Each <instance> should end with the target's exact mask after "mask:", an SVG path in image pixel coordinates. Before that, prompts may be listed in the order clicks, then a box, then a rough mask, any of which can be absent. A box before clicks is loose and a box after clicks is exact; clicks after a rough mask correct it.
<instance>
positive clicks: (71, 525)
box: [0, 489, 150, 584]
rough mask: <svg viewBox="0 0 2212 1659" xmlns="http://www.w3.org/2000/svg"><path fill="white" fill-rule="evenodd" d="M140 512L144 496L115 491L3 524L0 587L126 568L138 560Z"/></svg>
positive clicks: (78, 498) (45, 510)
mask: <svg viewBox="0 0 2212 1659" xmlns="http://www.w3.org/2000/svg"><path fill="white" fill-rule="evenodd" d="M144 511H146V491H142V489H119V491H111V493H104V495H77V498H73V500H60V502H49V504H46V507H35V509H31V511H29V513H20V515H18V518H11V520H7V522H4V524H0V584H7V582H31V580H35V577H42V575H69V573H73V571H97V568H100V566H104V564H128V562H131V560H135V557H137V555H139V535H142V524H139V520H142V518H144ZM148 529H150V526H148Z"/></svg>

○ ○ ○ ○

Give again, unchanged, the lines running from the top of the material above through the line that has "rough mask: <svg", and nothing more.

Each <instance> should end with the target's exact mask after "mask:", an SVG path in image pixel coordinates. Before that, prompts may be listed in the order clicks, then a box, then a rough mask, any of which can be absent. A box before clicks is loose and a box after clicks is exact; clicks after a rough mask correct it.
<instance>
positive clicks: (71, 525)
box: [0, 489, 150, 584]
rough mask: <svg viewBox="0 0 2212 1659" xmlns="http://www.w3.org/2000/svg"><path fill="white" fill-rule="evenodd" d="M140 512L144 496L115 491L3 524L0 587L126 568L138 560Z"/></svg>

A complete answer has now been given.